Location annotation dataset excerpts
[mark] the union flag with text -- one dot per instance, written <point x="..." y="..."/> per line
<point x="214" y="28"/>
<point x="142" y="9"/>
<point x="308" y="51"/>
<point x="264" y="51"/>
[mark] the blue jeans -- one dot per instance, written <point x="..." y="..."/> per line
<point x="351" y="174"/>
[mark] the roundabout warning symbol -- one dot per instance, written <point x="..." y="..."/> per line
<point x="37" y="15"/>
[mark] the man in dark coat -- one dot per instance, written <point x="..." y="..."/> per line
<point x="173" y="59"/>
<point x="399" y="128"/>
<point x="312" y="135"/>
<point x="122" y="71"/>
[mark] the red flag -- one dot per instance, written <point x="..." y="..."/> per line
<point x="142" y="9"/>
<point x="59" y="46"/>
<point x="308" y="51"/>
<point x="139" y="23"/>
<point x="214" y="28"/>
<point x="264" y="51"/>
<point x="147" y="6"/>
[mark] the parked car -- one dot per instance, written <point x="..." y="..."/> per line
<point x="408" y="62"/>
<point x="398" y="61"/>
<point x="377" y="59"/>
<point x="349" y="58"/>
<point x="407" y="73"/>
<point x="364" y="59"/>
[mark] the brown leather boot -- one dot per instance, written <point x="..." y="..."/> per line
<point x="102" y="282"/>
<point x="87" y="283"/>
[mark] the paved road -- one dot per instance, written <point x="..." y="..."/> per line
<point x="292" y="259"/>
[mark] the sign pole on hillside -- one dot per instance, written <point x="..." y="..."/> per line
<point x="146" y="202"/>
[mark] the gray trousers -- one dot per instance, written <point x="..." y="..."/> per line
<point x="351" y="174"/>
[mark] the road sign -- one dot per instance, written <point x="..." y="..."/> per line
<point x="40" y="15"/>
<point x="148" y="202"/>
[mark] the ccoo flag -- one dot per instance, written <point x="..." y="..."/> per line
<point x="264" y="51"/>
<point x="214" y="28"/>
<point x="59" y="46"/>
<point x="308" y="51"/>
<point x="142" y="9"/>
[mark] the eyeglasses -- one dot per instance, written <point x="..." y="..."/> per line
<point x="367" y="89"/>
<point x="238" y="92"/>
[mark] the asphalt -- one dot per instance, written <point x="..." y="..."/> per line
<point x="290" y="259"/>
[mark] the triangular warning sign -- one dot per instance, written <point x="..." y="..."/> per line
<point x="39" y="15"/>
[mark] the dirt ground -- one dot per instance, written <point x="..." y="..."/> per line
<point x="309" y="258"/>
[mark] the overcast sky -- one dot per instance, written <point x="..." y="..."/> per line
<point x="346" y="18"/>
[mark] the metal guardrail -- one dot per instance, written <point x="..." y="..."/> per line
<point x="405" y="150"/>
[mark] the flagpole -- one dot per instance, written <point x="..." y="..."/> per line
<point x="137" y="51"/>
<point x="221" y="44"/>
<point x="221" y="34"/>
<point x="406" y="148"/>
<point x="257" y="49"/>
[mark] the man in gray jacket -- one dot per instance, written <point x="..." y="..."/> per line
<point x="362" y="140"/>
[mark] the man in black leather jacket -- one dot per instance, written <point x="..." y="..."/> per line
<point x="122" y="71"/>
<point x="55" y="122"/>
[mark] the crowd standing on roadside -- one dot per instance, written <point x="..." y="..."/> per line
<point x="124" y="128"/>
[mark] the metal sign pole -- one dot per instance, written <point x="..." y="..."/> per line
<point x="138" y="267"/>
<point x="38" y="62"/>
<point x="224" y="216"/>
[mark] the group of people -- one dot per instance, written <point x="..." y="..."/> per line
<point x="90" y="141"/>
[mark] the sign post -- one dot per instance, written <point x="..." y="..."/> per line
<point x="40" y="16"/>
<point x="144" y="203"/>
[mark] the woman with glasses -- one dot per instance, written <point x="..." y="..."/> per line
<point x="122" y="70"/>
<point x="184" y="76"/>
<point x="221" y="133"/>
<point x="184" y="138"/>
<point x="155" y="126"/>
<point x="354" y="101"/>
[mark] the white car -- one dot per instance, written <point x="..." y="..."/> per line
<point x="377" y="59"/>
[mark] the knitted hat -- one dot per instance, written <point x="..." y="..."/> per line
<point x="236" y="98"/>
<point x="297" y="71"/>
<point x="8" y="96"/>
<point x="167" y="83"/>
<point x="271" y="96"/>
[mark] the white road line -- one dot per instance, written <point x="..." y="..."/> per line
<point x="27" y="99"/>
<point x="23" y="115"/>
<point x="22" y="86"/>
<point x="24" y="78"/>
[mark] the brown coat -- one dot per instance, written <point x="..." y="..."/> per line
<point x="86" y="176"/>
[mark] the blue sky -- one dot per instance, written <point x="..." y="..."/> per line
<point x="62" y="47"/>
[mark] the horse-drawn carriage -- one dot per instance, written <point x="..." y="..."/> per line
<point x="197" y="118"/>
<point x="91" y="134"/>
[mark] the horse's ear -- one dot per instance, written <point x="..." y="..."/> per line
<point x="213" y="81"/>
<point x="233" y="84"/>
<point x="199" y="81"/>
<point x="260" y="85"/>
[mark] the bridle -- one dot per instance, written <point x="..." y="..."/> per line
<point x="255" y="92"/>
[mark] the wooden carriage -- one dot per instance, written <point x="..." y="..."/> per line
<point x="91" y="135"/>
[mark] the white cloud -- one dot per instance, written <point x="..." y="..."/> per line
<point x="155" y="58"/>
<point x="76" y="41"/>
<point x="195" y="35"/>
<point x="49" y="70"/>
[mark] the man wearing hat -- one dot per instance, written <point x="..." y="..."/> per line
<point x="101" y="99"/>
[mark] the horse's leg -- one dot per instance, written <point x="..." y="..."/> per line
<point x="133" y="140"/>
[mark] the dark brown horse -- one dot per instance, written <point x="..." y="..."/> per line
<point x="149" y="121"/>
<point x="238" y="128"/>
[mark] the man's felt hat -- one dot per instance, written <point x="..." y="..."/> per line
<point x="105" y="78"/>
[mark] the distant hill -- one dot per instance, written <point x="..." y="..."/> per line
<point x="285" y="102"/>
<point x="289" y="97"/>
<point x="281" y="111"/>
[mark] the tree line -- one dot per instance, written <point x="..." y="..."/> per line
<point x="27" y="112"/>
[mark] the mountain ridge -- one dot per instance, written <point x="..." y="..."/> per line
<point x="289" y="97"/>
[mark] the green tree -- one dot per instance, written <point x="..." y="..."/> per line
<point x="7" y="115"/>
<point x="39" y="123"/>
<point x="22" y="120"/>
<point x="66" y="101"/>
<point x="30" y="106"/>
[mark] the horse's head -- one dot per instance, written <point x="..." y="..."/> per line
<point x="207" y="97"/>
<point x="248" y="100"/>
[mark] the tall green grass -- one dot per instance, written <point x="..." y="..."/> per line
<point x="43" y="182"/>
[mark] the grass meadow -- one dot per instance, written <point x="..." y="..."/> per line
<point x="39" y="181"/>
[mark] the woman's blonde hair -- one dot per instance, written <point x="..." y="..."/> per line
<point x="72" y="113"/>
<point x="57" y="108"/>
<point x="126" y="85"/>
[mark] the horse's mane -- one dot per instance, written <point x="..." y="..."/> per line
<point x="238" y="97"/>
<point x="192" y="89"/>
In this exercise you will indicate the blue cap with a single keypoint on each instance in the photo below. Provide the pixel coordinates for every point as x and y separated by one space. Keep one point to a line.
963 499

• [Exercise details] Put all of the items above into a numbered list, leaving out any blank lines.

• [The reply]
1. [mark] the union flag with text -- one dot per instance, written <point x="..." y="..."/> per line
2. <point x="214" y="28"/>
3. <point x="142" y="9"/>
4. <point x="308" y="51"/>
5. <point x="264" y="51"/>
6. [mark] the blue jeans -- one dot per instance, written <point x="..." y="..."/> per line
7. <point x="351" y="174"/>
8. [mark] the roundabout warning symbol -- one dot per instance, written <point x="..." y="..."/> per line
9. <point x="37" y="15"/>
10. [mark] the man in dark coat -- one dot per instance, written <point x="..." y="..."/> per line
11. <point x="173" y="59"/>
12. <point x="399" y="128"/>
13. <point x="312" y="135"/>
14. <point x="122" y="71"/>
15. [mark] the red flag -- one dot per instance, written <point x="..." y="..."/> per line
16. <point x="142" y="9"/>
17. <point x="59" y="46"/>
18. <point x="308" y="51"/>
19. <point x="139" y="23"/>
20. <point x="214" y="28"/>
21. <point x="264" y="51"/>
22. <point x="147" y="6"/>
23. [mark] the parked car -- one dot per instance, written <point x="..." y="..."/> per line
24. <point x="408" y="62"/>
25. <point x="398" y="61"/>
26. <point x="377" y="59"/>
27. <point x="349" y="58"/>
28. <point x="407" y="73"/>
29. <point x="364" y="59"/>
30. [mark] the brown leather boot -- one dot per instance, written <point x="..." y="..."/> per line
31. <point x="102" y="282"/>
32. <point x="87" y="283"/>
33. [mark] the paved road -- one dot per instance, written <point x="..." y="..."/> per line
34. <point x="292" y="259"/>
35. [mark] the sign pole on hillside -- one dot per instance, written <point x="..." y="..."/> per line
36. <point x="146" y="202"/>
37. [mark] the gray trousers -- one dot per instance, written <point x="..." y="..."/> per line
38. <point x="351" y="174"/>
39. [mark] the road sign -- one dot per instance, written <point x="..." y="..."/> per line
40. <point x="40" y="15"/>
41. <point x="148" y="202"/>
42. [mark] the ccoo flag -- one dot per instance, written <point x="..." y="..."/> per line
43. <point x="264" y="51"/>
44. <point x="214" y="28"/>
45. <point x="59" y="46"/>
46. <point x="308" y="51"/>
47. <point x="142" y="9"/>
48. [mark] the eyeglasses -- one dot per instance, written <point x="..." y="..."/> per line
49. <point x="367" y="89"/>
50. <point x="238" y="92"/>
51. [mark] the asphalt -- one dot per instance, written <point x="..." y="..."/> per line
52. <point x="290" y="259"/>
53. [mark] the triangular warning sign -- one dot per instance, written <point x="..." y="..."/> per line
54. <point x="39" y="15"/>
55. [mark] the dirt ground -- one dot per instance, written <point x="..." y="..."/> per line
56. <point x="309" y="258"/>
57. [mark] the overcast sky -- one dot per instance, written <point x="..." y="..."/> per line
58. <point x="346" y="18"/>
59. [mark] the metal guardrail -- one dot per instance, written <point x="..." y="..."/> per line
60. <point x="405" y="150"/>
61. [mark] the flagpole -- one dot per instance, written <point x="..." y="..."/> per line
62. <point x="137" y="51"/>
63. <point x="221" y="44"/>
64. <point x="221" y="34"/>
65. <point x="406" y="148"/>
66. <point x="257" y="49"/>
67. [mark] the man in gray jacket -- one dot per instance, written <point x="..." y="..."/> per line
68. <point x="362" y="140"/>
69. [mark] the man in black leather jacket -- one dot per instance, written <point x="..." y="..."/> per line
70. <point x="122" y="71"/>
71. <point x="55" y="122"/>
72. [mark] the crowd standing on roadside -- one dot per instance, written <point x="..." y="..."/> per line
73. <point x="124" y="128"/>
74. [mark] the metal sign pole -- one dot per instance, written <point x="..." y="..."/> per line
75. <point x="138" y="267"/>
76. <point x="38" y="62"/>
77. <point x="224" y="216"/>
78. [mark] the group of people -- one dot per instance, written <point x="..." y="..."/> per line
79. <point x="90" y="141"/>
80. [mark] the sign post -- one dot per instance, written <point x="..." y="..."/> per line
81. <point x="40" y="16"/>
82. <point x="144" y="203"/>
83. [mark] the woman with glasses -- one dot per instance, written <point x="..." y="..."/> per line
84. <point x="122" y="70"/>
85. <point x="184" y="76"/>
86. <point x="221" y="133"/>
87. <point x="184" y="138"/>
88. <point x="155" y="126"/>
89. <point x="354" y="101"/>
90. [mark] the white car -- one dot per instance, written <point x="..." y="..."/> per line
91. <point x="377" y="59"/>
92. [mark] the knitted hat -- one dot per instance, written <point x="..." y="..."/> per line
93. <point x="236" y="98"/>
94. <point x="297" y="71"/>
95. <point x="8" y="96"/>
96. <point x="167" y="83"/>
97. <point x="271" y="96"/>
98. [mark] the white road line -- one dot per instance, written <point x="..." y="..."/> per line
99. <point x="27" y="99"/>
100. <point x="23" y="115"/>
101. <point x="22" y="86"/>
102. <point x="24" y="78"/>
103. [mark] the brown coat -- one dot per instance, written <point x="..." y="..."/> per line
104. <point x="86" y="176"/>
105. [mark] the blue sky -- one dot per instance, written <point x="..." y="..."/> per line
106. <point x="62" y="47"/>
107. [mark] the horse-drawn carriage -- one dot per instance, written <point x="..." y="..."/> per line
108. <point x="197" y="118"/>
109. <point x="91" y="134"/>
110. [mark] the horse's ear -- one dot per instance, written <point x="..." y="..."/> per line
111. <point x="213" y="81"/>
112. <point x="233" y="84"/>
113. <point x="199" y="81"/>
114. <point x="260" y="85"/>
115. [mark] the bridle -- one dot per instance, written <point x="..." y="..."/> per line
116. <point x="255" y="92"/>
117. [mark] the wooden carriage -- one dot per instance, written <point x="..." y="..."/> per line
118. <point x="91" y="135"/>
119. [mark] the white cloud -- one dot per instance, written <point x="..." y="..."/> per line
120. <point x="155" y="58"/>
121. <point x="76" y="41"/>
122. <point x="195" y="35"/>
123. <point x="49" y="70"/>
124. [mark] the man wearing hat -- one dot per instance, written <point x="..." y="..."/> per line
125. <point x="101" y="99"/>
126. [mark] the horse's leg -- one dot per instance, written <point x="..." y="..."/> per line
127. <point x="133" y="140"/>
128. [mark] the dark brown horse -- one dot per instance, written <point x="..." y="..."/> per line
129. <point x="149" y="121"/>
130. <point x="238" y="128"/>
131. [mark] the man's felt hat -- one dot per instance, written <point x="..." y="..."/> per line
132. <point x="105" y="78"/>
133. [mark] the distant hill -- one dot per instance, written <point x="..." y="..."/> per line
134. <point x="285" y="102"/>
135. <point x="289" y="97"/>
136. <point x="281" y="111"/>
137. [mark] the tree line -- one dot per instance, written <point x="..." y="..."/> per line
138. <point x="27" y="112"/>
139. [mark] the mountain ridge -- one dot per instance, written <point x="..." y="..."/> per line
140. <point x="289" y="97"/>
141. [mark] the green tree -- one dot per instance, written <point x="..." y="..."/> per line
142. <point x="7" y="115"/>
143. <point x="39" y="123"/>
144. <point x="22" y="120"/>
145. <point x="66" y="101"/>
146. <point x="30" y="106"/>
147. [mark] the horse's head -- one dot per instance, written <point x="..." y="..."/> per line
148. <point x="207" y="97"/>
149. <point x="248" y="100"/>
150. [mark] the tall green grass -- one dot per instance, written <point x="..." y="..."/> per line
151. <point x="43" y="182"/>
152. [mark] the grass meadow -- one dot per instance, written <point x="..." y="..."/> per line
153. <point x="39" y="181"/>
154. [mark] the woman's blonde hair -- one dot per instance, written <point x="..." y="..."/> per line
155. <point x="72" y="113"/>
156. <point x="57" y="108"/>
157. <point x="126" y="85"/>
158. [mark] the horse's mane -- one dot per instance, written <point x="..." y="..."/> per line
159. <point x="238" y="97"/>
160. <point x="192" y="89"/>
161. In this exercise you will indicate the blue cap with a single keypoint on each instance in the photo below. Provide the pixel coordinates for every point as x and y separated by one space. Keep one point to a line.
162. 963 499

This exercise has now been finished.